Texte fourni >>
__________________________________________________

Ce tome contient un récit autobiographique complet, s’appréciant mieux avec une connaissance élémentaire du réalisateur Jean-Luc Godard et de quelques-unes des caractéristiques de ses films. Sa parution initiale date de 2023. Il a entièrement été réalisé par Philippe Dupuy. Il comprend cent pages de bandes dessinées, certaines en noir & blanc, d’autres en couleurs. Il se termine avec une liste de référence des films cités ou évoqués dans l’ouvrage : Visages villages (2017) d’Agnès Varda & JR, Orphée de Jean Cocteau (1889-1963), ainsi que dix-neuf films de Godard : À bout de souffle (1960), Le petit soldat (1960), Une femme et une femme (1961), Vivre sa vie (1962), Les carabiniers (1963), Le mépris (1963), Bande à part (1964), Alphaville (1965), Pierrot le fou (1965), Masculin féminin (1966), Made in USA (1966), Deux ou trois choses que je sais d’elle (1967), Week-end (1967), One + One (1968), Vladimir et Rosa (1970), Passion (1982), Prénom Carmen (1983), Je vous salue Marie (1985), Novelle vague (1990). Cette page référence également une citation de Robert Redeker provenant d’un entretien donné par JLG aux Cahiers du cinéma le dix-huit septembre 2019, et en page soixante-dix-neuf une évocation d’œuvres de Paul Klee, Edgar Degas, Pablo Picasso, Henri Matisse, Auguste Renoir, Amadeo Modigliani, Vincent van Gogh
Philippe est en route pour aller voir JLG. Enfin, disons plutôt qu’il est en route pour ne pas le voir. On plus précisément, il veut s’assurer qu’il ne le verra pas. Un jour il est tombé sur une citation de Godard. Celui-ci déclarait que s’il savait dessiner, il y aurait beaucoup de dessins. C’est quelque chose que le cinéaste regrette, ça, d’avoir oublié. Il savait un peu dessiner, et puis il n’a pas pratiqué ça ; et aujourd’hui il a un peu la flemme, mais il aimerait bien savoir dessiner, même pas habilement comme les dessinateurs de bandes dessinées, sans talent, mais dessiner à peu près correctement, dessiner quelque chose, il pense qu’il s’en servirait beaucoup. Déclaration faite dans Introduction à une véritable histoire du cinéma, Paris, Albatros, 1980.

__________________________________________________

Exercice écrit A >> Combien de lignes ci-dessous contiennent la chaîne « wing », en respectant la casse ? Ne donnez que le nombre.
Le texte ci-dessus et les lignes qui suivent sont deux documents indépendants.

Extrait de données >>
__________________________________________________

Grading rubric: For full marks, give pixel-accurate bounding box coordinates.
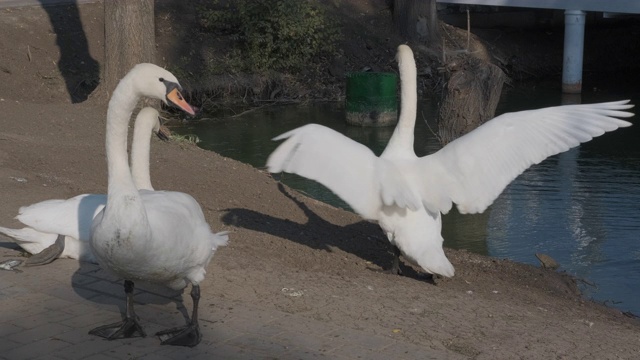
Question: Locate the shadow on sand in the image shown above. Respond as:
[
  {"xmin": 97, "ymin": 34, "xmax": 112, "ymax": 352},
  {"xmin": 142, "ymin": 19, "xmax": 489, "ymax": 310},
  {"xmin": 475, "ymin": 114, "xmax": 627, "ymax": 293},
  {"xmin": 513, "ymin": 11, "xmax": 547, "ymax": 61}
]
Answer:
[
  {"xmin": 222, "ymin": 183, "xmax": 424, "ymax": 280},
  {"xmin": 38, "ymin": 0, "xmax": 100, "ymax": 103}
]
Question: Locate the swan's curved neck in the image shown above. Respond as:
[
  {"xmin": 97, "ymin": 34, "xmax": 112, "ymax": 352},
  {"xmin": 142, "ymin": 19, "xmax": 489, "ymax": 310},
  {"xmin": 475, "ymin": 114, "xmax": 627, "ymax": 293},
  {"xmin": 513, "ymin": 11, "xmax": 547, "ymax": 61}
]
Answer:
[
  {"xmin": 383, "ymin": 53, "xmax": 418, "ymax": 154},
  {"xmin": 105, "ymin": 76, "xmax": 140, "ymax": 196},
  {"xmin": 131, "ymin": 115, "xmax": 155, "ymax": 190}
]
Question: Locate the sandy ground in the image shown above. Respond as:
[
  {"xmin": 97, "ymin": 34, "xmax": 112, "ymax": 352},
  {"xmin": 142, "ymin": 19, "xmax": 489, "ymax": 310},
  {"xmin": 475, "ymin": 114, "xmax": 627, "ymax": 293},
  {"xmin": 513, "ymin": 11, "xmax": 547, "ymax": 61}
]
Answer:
[{"xmin": 0, "ymin": 4, "xmax": 640, "ymax": 359}]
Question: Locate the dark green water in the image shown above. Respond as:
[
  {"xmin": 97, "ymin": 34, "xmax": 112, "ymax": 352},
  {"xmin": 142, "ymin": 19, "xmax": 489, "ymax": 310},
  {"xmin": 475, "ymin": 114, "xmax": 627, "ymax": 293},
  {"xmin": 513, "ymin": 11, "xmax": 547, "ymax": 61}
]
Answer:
[{"xmin": 173, "ymin": 84, "xmax": 640, "ymax": 314}]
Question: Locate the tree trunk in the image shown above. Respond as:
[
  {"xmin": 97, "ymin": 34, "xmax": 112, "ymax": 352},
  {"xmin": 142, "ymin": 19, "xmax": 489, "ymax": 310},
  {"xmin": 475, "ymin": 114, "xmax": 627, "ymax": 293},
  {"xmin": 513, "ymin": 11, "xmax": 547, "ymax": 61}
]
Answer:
[
  {"xmin": 103, "ymin": 0, "xmax": 156, "ymax": 94},
  {"xmin": 393, "ymin": 0, "xmax": 440, "ymax": 46}
]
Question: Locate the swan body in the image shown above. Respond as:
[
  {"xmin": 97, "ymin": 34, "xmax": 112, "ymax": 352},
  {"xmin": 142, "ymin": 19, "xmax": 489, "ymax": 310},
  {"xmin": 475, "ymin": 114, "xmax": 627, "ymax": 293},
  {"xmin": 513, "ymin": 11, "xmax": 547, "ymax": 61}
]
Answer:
[
  {"xmin": 267, "ymin": 45, "xmax": 633, "ymax": 277},
  {"xmin": 0, "ymin": 107, "xmax": 170, "ymax": 265},
  {"xmin": 89, "ymin": 64, "xmax": 228, "ymax": 346}
]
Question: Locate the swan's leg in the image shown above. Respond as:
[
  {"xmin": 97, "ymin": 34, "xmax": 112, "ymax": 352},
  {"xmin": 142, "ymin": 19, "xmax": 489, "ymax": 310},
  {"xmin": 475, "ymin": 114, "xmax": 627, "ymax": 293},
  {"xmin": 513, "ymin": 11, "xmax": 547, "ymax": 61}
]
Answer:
[
  {"xmin": 388, "ymin": 245, "xmax": 402, "ymax": 275},
  {"xmin": 24, "ymin": 235, "xmax": 64, "ymax": 266},
  {"xmin": 156, "ymin": 285, "xmax": 202, "ymax": 347},
  {"xmin": 89, "ymin": 280, "xmax": 147, "ymax": 340}
]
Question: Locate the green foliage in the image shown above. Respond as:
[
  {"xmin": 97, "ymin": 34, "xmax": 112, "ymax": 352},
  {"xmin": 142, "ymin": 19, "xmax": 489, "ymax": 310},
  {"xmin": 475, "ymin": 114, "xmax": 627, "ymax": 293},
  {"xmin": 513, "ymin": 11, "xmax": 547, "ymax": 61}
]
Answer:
[{"xmin": 201, "ymin": 0, "xmax": 340, "ymax": 72}]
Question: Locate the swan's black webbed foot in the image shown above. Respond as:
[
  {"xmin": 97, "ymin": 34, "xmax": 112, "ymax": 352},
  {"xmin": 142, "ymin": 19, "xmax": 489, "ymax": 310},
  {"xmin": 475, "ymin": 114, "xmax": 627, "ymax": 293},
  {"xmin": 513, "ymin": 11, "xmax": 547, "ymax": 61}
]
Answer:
[
  {"xmin": 89, "ymin": 280, "xmax": 147, "ymax": 340},
  {"xmin": 89, "ymin": 318, "xmax": 147, "ymax": 340},
  {"xmin": 24, "ymin": 235, "xmax": 64, "ymax": 266},
  {"xmin": 156, "ymin": 323, "xmax": 202, "ymax": 347},
  {"xmin": 156, "ymin": 285, "xmax": 202, "ymax": 347}
]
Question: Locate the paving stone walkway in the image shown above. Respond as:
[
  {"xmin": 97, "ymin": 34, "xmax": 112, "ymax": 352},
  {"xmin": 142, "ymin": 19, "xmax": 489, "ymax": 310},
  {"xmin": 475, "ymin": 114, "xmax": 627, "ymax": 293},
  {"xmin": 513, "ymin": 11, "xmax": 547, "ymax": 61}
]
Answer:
[{"xmin": 0, "ymin": 246, "xmax": 460, "ymax": 360}]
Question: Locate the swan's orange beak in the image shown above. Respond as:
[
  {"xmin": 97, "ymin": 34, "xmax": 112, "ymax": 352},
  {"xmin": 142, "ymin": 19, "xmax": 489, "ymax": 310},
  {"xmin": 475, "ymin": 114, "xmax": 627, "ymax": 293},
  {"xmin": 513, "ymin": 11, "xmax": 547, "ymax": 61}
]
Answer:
[{"xmin": 167, "ymin": 88, "xmax": 196, "ymax": 115}]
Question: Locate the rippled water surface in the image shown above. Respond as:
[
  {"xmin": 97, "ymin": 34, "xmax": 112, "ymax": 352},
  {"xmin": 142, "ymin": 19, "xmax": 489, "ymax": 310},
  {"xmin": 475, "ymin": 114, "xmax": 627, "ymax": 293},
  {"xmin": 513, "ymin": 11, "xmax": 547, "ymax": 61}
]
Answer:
[{"xmin": 174, "ymin": 81, "xmax": 640, "ymax": 314}]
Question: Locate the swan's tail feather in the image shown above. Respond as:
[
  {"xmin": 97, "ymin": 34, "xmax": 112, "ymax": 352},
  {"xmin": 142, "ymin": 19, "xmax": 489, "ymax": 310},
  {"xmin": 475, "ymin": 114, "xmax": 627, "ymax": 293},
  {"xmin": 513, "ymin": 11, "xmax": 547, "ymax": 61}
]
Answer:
[{"xmin": 0, "ymin": 227, "xmax": 58, "ymax": 254}]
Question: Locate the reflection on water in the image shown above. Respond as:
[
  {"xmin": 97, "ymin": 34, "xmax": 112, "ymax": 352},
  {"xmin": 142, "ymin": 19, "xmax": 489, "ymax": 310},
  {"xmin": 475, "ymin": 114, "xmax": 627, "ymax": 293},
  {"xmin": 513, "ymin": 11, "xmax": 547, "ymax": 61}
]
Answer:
[{"xmin": 175, "ymin": 82, "xmax": 640, "ymax": 314}]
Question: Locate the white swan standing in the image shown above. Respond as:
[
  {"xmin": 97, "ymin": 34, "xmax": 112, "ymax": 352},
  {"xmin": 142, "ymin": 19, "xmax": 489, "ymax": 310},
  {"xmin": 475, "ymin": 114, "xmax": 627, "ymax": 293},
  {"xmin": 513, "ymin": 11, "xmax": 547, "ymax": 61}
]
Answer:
[
  {"xmin": 0, "ymin": 108, "xmax": 167, "ymax": 266},
  {"xmin": 267, "ymin": 45, "xmax": 633, "ymax": 277},
  {"xmin": 89, "ymin": 64, "xmax": 228, "ymax": 346}
]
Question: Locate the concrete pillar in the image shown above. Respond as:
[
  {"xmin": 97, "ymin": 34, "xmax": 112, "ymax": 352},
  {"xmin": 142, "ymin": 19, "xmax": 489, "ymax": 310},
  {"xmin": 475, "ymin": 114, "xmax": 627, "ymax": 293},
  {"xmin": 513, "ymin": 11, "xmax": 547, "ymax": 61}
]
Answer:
[{"xmin": 562, "ymin": 10, "xmax": 585, "ymax": 94}]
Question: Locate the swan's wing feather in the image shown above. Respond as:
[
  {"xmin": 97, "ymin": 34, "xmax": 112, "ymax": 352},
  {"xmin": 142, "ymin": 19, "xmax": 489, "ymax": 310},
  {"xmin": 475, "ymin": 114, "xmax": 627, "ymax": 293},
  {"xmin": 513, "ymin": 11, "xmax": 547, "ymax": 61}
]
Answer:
[
  {"xmin": 267, "ymin": 124, "xmax": 381, "ymax": 219},
  {"xmin": 16, "ymin": 194, "xmax": 107, "ymax": 240},
  {"xmin": 412, "ymin": 100, "xmax": 633, "ymax": 213},
  {"xmin": 140, "ymin": 190, "xmax": 229, "ymax": 289}
]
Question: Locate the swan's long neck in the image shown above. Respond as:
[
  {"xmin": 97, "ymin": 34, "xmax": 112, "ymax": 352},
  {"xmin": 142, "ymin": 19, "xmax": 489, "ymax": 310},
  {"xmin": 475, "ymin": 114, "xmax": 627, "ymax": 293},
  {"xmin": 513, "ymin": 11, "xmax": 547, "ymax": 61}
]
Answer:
[
  {"xmin": 131, "ymin": 115, "xmax": 156, "ymax": 190},
  {"xmin": 105, "ymin": 77, "xmax": 140, "ymax": 198},
  {"xmin": 382, "ymin": 51, "xmax": 418, "ymax": 156}
]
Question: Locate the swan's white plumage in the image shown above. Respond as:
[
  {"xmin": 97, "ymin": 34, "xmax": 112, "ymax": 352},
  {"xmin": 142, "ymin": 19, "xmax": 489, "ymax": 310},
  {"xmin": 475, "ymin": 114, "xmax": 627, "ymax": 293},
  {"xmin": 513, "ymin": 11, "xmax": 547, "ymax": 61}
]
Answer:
[
  {"xmin": 89, "ymin": 64, "xmax": 228, "ymax": 289},
  {"xmin": 267, "ymin": 45, "xmax": 633, "ymax": 276},
  {"xmin": 0, "ymin": 108, "xmax": 169, "ymax": 263}
]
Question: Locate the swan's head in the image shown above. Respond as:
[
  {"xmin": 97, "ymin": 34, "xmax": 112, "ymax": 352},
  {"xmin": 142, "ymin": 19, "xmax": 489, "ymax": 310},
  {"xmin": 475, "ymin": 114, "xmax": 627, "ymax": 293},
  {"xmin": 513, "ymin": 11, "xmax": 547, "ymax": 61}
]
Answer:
[
  {"xmin": 130, "ymin": 63, "xmax": 196, "ymax": 115},
  {"xmin": 136, "ymin": 107, "xmax": 171, "ymax": 141}
]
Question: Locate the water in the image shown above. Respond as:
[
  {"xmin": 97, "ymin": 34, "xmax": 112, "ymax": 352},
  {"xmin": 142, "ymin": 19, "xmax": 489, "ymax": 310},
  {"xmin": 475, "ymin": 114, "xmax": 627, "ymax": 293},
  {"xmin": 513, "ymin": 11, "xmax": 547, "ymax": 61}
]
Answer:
[{"xmin": 174, "ymin": 84, "xmax": 640, "ymax": 314}]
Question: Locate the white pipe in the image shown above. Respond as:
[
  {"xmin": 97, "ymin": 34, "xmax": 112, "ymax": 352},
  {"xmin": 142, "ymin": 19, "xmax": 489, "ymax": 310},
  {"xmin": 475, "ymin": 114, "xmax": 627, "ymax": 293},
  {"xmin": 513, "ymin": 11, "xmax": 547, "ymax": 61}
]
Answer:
[{"xmin": 562, "ymin": 10, "xmax": 585, "ymax": 94}]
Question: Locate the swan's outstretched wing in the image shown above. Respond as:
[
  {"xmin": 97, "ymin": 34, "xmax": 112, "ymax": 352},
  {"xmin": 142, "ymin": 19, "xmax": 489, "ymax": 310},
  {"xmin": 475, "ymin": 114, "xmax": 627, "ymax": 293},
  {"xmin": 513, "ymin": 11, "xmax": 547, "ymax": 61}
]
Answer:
[
  {"xmin": 412, "ymin": 100, "xmax": 633, "ymax": 214},
  {"xmin": 267, "ymin": 124, "xmax": 382, "ymax": 219}
]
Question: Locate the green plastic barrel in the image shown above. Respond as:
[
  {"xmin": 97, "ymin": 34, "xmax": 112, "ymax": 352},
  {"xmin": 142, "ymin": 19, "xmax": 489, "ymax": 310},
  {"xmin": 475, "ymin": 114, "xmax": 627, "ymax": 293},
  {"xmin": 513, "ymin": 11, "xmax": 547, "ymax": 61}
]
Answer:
[{"xmin": 346, "ymin": 72, "xmax": 398, "ymax": 126}]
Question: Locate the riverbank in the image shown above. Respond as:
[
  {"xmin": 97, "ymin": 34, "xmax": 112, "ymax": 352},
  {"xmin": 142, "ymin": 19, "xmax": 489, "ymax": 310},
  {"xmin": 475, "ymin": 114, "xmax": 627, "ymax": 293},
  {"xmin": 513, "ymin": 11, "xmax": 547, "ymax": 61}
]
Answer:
[{"xmin": 0, "ymin": 4, "xmax": 640, "ymax": 359}]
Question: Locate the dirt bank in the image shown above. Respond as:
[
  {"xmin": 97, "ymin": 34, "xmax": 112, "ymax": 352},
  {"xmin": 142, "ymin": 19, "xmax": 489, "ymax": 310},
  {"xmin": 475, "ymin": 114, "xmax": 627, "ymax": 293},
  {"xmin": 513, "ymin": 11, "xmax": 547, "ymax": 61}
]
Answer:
[{"xmin": 0, "ymin": 3, "xmax": 640, "ymax": 359}]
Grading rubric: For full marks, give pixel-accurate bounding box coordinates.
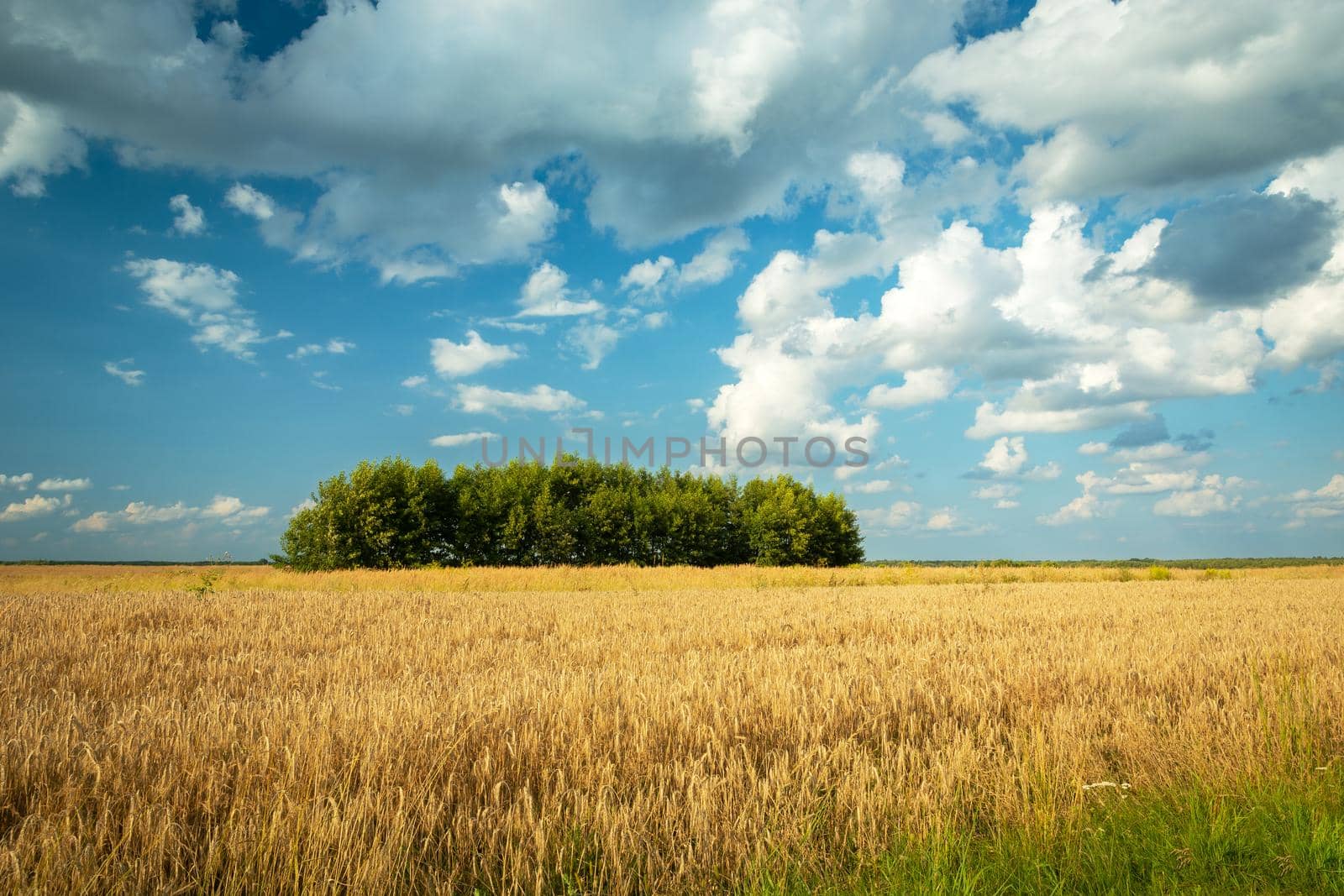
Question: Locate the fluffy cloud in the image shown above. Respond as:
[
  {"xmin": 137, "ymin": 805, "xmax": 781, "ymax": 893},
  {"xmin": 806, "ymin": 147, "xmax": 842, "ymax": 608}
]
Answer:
[
  {"xmin": 845, "ymin": 480, "xmax": 892, "ymax": 495},
  {"xmin": 123, "ymin": 258, "xmax": 266, "ymax": 359},
  {"xmin": 457, "ymin": 385, "xmax": 586, "ymax": 417},
  {"xmin": 0, "ymin": 473, "xmax": 32, "ymax": 491},
  {"xmin": 70, "ymin": 495, "xmax": 270, "ymax": 532},
  {"xmin": 38, "ymin": 478, "xmax": 92, "ymax": 491},
  {"xmin": 909, "ymin": 0, "xmax": 1344, "ymax": 197},
  {"xmin": 979, "ymin": 435, "xmax": 1026, "ymax": 475},
  {"xmin": 1281, "ymin": 473, "xmax": 1344, "ymax": 527},
  {"xmin": 710, "ymin": 156, "xmax": 1344, "ymax": 448},
  {"xmin": 517, "ymin": 262, "xmax": 602, "ymax": 317},
  {"xmin": 620, "ymin": 227, "xmax": 751, "ymax": 302},
  {"xmin": 974, "ymin": 482, "xmax": 1021, "ymax": 511},
  {"xmin": 168, "ymin": 193, "xmax": 206, "ymax": 237},
  {"xmin": 0, "ymin": 0, "xmax": 957, "ymax": 280},
  {"xmin": 289, "ymin": 338, "xmax": 356, "ymax": 361},
  {"xmin": 856, "ymin": 501, "xmax": 923, "ymax": 532},
  {"xmin": 0, "ymin": 495, "xmax": 70, "ymax": 522},
  {"xmin": 1145, "ymin": 192, "xmax": 1336, "ymax": 307},
  {"xmin": 567, "ymin": 321, "xmax": 622, "ymax": 371},
  {"xmin": 430, "ymin": 331, "xmax": 519, "ymax": 379},
  {"xmin": 428, "ymin": 432, "xmax": 499, "ymax": 448},
  {"xmin": 1037, "ymin": 470, "xmax": 1110, "ymax": 525},
  {"xmin": 1153, "ymin": 474, "xmax": 1242, "ymax": 517},
  {"xmin": 102, "ymin": 358, "xmax": 145, "ymax": 385},
  {"xmin": 863, "ymin": 367, "xmax": 957, "ymax": 408},
  {"xmin": 0, "ymin": 92, "xmax": 86, "ymax": 197}
]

__________________________________________________

Exercice écrit B >> D'après le texte, combien de pages de bandes dessinées le tome comprend-il ?

Réponse écrite A >> 2

Réponse écrite B >> Cent pages.